WRITTEN REQUEST 1
In the post about Bible printing, reproduce the passage from "The Netherlands had" to "little too closely.", swapping "scientific manuals" for "technical handbooks".
WRITTEN REQUEST 2
Answer from the post about Bible printing:
(a) Which company prints a great many Bibles, and in what country?
(b) Who originally developed Bible paper?
(c) Besides Bibles, what does that company print?
WRITTEN REQUEST 3
Write what comes next in the post about Bible printing, picking up after its final sentence.

Tag Archives: Netherlands

Size and Its Matters

Have you ever wondered where your Bible came from? No, I mean physically. There are many possible answers to such a query, so the other day I was searching for Bible printers on the web. A great many Bibles are printed by Royal Jongbloed, in the Netherlands. They specialize in the super-thin paper used in much Bible printing. The reason the paper is thin is purely pragmatic. The Bible is an economy-sized book and if printed with “regular” paper it would be large and unwieldy—something desirable only by those with nefarious purposes, I suspect. Bible paper, by the way, was developed originally by Oxford University Press. And in case you’re wondering, the convention of printing Bibles in two-column format is also a space-saving convention. So I was looking over the Jongbloed site, wondering if they’re nervous at all about the increase of Nones. Then I remembered that in many parts of the world Christianity is actually growing, so there should be security in the Bible printing market for some time.

The Netherlands had a large role to play in the development of Protestantism and its love of the Bible. Many English non-conformists found it a welcoming place. Bibles were welcome. But Bibles aren’t all that Jongbloed does. They print scientific manuals too. Now that caught my attention. There’s nothing mercenary going on here—some scientific manuals are really big and are printed on (of all ironies) Bible paper. Is there some kind of conflict on interest going on here? I mean, which is it—science or religion? Or maybe there’s a third way. Maybe it’s not an either/or proposition. Maybe Occam shaves a little too closely.

MATERIAL
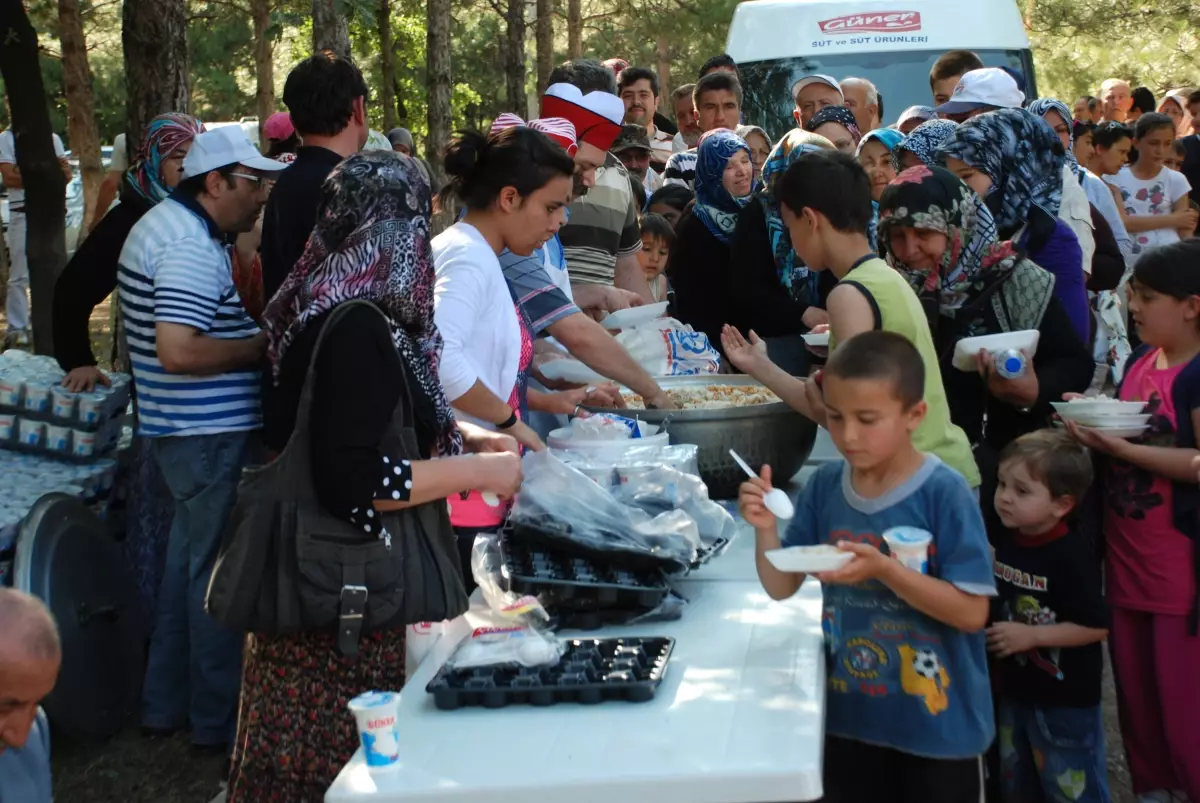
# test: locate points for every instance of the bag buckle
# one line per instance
(349, 618)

FINAL RESULT 1
The Netherlands had a large role to play in the development of Protestantism and its love of the Bible. Many English non-conformists found it a welcoming place. Bibles were welcome. But Bibles aren’t all that Jongbloed does. They print technical handbooks too. Now that caught my attention. There’s nothing mercenary going on here—some technical handbooks are really big and are printed on (of all ironies) Bible paper. Is there some kind of conflict on interest going on here? I mean, which is it—science or religion? Or maybe there’s a third way. Maybe it’s not an either/or proposition. Maybe Occam shaves a little too closely.

FINAL RESULT 2
(a) Royal Jongbloed, in the Netherlands.
(b) Oxford University Press.
(c) Scientific manuals.

FINAL RESULT 3
The craziness flooding out of the District of Columbia has us all worried. Science is being attacked. If you’re being attacked you look around for your enemies. Religion! But wait, is religion really science’s enemy? How easy it is to forget that science developed from alchemy and astrology, both religious practices. Even today many scientists see no inherent disagreement between the two. If we want to be effective in warding off the pressing insanity we need to realize who the real enemy is. Science and religion can both be honest searches for the truth of this universe we inhabit. No, the natural enemy of science is personal greed. It’s also, if we take any kind of religion at it’s word, the enemy of religion as well. What we see bursting the floodgates of Foggy Bottom is the desire for personal gain cloaked as governance for the masses. We should never forget that the Netherlands facilitated a movement that changed everything. Besides, it’s just too expensive to print Bibles in a land badly in need of a Reformation.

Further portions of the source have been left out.